TEXT PROVIDED:
⁂
I’m really angry about this, as are so many others in the tax policy community. Beth would have been a fabulous assistant secretary, knowledgeable, fair, and hard-working. She is highly respected by both Democrats and Republicans and would have been an asset not only to the grossly-understaffed Treasury, but to the country.

While I have known Beth for many years, we are not close friends and I have no idea why she really withdrew. But if it was because she wanted to avoid the meat-grinder confirmation process, it is past time we rethink the way we choose senior government appointees.

I understand partisan politics, and that Washington has become something like Bosnia—an endless round of revenge killings for past slights, real or imagined. Democrats blocked some GOP nominee in 2002, so Republicans will do the same to Obama today.
⁂
RECORDS FOR PROCESSING:
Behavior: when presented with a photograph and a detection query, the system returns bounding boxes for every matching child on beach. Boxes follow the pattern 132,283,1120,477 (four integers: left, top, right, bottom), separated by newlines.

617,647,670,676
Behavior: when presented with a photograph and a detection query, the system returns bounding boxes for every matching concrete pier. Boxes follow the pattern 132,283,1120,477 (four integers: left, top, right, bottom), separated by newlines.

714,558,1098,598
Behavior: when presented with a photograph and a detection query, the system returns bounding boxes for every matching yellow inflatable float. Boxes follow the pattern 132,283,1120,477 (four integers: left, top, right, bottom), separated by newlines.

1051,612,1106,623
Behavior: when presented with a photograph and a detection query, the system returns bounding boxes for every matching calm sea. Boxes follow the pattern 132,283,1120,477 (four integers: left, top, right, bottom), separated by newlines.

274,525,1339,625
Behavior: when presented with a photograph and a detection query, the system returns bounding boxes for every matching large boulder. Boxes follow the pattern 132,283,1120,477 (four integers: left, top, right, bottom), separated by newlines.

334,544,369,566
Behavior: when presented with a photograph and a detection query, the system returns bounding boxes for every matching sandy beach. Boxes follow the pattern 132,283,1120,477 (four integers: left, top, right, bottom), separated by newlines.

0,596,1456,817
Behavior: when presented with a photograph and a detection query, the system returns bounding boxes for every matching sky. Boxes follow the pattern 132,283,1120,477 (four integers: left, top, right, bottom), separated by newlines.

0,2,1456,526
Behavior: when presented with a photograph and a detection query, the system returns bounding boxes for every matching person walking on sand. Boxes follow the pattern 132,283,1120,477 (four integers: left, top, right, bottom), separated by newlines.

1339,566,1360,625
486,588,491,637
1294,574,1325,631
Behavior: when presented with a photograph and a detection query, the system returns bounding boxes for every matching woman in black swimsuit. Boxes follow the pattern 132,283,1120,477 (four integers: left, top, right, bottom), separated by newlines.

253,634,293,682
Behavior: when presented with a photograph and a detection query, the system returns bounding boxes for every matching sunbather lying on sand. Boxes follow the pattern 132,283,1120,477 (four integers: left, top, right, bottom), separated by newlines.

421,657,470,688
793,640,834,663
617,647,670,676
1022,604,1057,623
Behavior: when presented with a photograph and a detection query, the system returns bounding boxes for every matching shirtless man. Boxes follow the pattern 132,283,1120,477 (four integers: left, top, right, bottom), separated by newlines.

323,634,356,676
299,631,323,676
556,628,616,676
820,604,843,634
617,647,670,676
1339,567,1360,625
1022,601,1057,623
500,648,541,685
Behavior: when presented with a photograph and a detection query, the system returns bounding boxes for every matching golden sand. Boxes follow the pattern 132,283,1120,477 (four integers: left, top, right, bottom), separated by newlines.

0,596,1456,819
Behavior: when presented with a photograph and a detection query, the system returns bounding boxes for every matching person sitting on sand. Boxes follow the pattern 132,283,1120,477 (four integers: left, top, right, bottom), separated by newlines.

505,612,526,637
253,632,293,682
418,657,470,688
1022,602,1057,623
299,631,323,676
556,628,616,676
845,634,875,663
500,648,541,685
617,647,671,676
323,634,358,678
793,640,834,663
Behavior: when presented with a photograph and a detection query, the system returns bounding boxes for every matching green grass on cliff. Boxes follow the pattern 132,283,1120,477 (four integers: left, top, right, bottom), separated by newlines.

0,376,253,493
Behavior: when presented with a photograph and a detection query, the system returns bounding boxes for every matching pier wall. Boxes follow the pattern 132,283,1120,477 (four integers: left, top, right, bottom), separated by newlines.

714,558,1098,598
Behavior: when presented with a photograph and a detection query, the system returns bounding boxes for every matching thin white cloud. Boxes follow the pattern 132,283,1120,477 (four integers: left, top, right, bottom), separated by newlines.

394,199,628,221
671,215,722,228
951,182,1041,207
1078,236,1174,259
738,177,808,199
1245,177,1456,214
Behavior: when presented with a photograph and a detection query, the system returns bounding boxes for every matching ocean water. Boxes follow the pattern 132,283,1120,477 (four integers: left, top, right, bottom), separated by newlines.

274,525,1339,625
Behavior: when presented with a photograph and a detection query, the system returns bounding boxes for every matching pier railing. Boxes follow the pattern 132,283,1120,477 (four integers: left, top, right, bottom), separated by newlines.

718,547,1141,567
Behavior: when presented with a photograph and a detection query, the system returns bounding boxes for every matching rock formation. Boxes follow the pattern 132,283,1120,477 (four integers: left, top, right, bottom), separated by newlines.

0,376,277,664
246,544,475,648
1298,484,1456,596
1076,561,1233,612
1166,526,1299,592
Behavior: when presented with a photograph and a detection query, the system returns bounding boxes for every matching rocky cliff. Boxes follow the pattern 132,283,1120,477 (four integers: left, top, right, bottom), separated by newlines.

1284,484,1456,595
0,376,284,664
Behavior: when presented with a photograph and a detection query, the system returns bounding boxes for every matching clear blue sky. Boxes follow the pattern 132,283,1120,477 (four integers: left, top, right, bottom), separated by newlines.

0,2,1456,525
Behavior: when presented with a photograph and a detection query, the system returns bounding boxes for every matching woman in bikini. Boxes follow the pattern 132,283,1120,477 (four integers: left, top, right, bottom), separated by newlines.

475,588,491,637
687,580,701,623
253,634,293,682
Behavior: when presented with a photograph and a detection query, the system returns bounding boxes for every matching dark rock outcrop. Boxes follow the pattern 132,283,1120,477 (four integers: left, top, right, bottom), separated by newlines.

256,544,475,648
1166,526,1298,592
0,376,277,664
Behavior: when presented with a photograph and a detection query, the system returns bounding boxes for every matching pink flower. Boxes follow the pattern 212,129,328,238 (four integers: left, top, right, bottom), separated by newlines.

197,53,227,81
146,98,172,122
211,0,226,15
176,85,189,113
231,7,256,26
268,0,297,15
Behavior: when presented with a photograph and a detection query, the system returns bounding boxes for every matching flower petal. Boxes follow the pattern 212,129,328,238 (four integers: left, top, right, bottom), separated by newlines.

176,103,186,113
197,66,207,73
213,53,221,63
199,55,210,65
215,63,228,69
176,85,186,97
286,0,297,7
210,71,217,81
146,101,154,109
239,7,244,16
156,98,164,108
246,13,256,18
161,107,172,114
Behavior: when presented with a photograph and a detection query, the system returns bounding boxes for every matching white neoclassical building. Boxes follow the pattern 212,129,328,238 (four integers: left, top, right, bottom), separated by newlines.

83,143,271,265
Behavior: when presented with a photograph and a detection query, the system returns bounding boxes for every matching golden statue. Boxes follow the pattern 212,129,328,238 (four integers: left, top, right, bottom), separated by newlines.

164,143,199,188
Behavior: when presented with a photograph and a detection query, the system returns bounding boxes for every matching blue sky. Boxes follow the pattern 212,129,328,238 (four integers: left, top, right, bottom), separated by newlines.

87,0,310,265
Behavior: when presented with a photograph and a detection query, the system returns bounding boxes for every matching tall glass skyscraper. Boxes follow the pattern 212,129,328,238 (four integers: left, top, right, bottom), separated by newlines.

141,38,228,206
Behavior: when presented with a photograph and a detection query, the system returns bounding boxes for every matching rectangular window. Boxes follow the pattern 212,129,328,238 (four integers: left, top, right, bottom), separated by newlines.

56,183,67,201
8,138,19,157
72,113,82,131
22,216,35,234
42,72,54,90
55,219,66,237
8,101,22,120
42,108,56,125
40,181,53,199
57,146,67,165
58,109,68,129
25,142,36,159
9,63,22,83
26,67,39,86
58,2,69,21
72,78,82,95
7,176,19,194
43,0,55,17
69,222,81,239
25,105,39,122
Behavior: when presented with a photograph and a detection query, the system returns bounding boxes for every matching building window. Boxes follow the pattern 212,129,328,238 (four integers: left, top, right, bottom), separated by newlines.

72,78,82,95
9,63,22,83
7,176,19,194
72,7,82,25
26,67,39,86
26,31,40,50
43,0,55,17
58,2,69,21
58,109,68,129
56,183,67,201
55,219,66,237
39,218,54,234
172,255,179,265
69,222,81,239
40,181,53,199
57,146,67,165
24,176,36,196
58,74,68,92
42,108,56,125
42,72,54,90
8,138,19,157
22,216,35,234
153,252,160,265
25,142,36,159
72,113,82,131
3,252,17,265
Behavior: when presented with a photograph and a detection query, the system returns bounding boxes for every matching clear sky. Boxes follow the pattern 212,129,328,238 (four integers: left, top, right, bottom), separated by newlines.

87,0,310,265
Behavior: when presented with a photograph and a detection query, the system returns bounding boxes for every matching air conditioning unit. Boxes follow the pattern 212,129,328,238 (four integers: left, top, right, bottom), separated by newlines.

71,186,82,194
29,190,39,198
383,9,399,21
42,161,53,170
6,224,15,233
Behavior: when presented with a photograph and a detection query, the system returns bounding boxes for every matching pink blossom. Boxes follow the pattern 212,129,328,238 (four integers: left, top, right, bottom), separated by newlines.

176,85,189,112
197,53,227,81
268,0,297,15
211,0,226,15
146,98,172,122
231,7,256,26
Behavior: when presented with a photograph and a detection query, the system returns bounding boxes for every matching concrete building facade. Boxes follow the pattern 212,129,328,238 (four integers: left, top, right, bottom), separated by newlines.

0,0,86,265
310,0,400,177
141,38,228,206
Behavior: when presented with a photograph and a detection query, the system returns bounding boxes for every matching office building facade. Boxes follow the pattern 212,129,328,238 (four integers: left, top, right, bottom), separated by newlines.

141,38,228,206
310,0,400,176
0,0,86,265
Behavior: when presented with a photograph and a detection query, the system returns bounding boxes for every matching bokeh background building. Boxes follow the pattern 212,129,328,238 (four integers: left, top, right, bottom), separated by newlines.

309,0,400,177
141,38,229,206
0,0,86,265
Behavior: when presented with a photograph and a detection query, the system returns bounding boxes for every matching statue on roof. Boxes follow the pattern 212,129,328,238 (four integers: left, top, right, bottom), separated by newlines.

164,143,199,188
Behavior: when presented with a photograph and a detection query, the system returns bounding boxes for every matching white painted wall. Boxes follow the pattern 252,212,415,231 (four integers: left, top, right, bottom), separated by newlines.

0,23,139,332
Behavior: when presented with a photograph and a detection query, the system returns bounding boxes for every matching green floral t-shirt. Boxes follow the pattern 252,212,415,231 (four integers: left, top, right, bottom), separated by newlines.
⁂
WHAT YOU NEED TO DO:
- 1) Do the following statements agree with the text on Beth's withdrawal? Answer yes or no for each and quote the words of the text that decide it. (a) The writer and Beth are close friends. (b) Beth is highly respected by both Democrats and Republicans. (c) The writer knows why Beth withdrew.
- 2) In the rows, begin at the line that has "every matching flower" and stop after the line that has "25,105,39,122". Can you give those lines again with "photograph" swapped for "image" and nothing else changed?

EXPECTED RESULTS:
- 1)
(a) No: "we are not close friends"
(b) Yes: "She is highly respected by both Democrats and Republicans"
(c) No: "I have no idea why she really withdrew"

- 2)
Behavior: when presented with a image and a detection query, the system returns bounding boxes for every matching flower petal. Boxes follow the pattern 212,129,328,238 (four integers: left, top, right, bottom), separated by newlines.

176,103,186,113
197,66,207,73
213,53,221,63
199,55,210,65
215,63,228,69
176,85,186,97
286,0,297,7
210,71,217,81
146,101,154,109
239,7,244,16
156,98,164,108
246,13,256,18
161,107,172,114
Behavior: when presented with a image and a detection query, the system returns bounding boxes for every matching white neoclassical building. Boxes follow the pattern 212,129,328,238 (four integers: left, top, right, bottom), separated by newlines.

83,143,271,265
Behavior: when presented with a image and a detection query, the system returns bounding boxes for every matching golden statue. Boxes follow the pattern 212,129,328,238 (four integers: left, top, right, bottom), separated by newlines.

164,143,199,188
Behavior: when presented with a image and a detection query, the system returns bounding boxes for every matching blue sky. Boxes follow the pattern 212,129,328,238 (four integers: left, top, right, bottom), separated by newlines.

87,0,310,265
Behavior: when presented with a image and a detection query, the system returns bounding boxes for every matching tall glass skyscraper. Boxes follow the pattern 212,129,328,238 (four integers: left, top, right, bottom), separated by newlines.

141,38,228,206
Behavior: when presented with a image and a detection query, the system returns bounding boxes for every matching rectangular window. Boxes follow the pattern 212,129,328,238 (four integers: left, top, right, bottom), separated by newlines.

56,183,67,201
8,138,19,157
72,113,82,131
22,216,35,234
42,72,54,90
55,219,66,237
8,101,22,120
42,108,56,125
40,181,53,199
57,146,67,165
58,109,68,129
25,142,36,159
9,63,22,83
26,67,39,86
58,2,69,21
72,78,82,95
7,176,19,194
43,0,55,17
69,222,81,239
25,105,39,122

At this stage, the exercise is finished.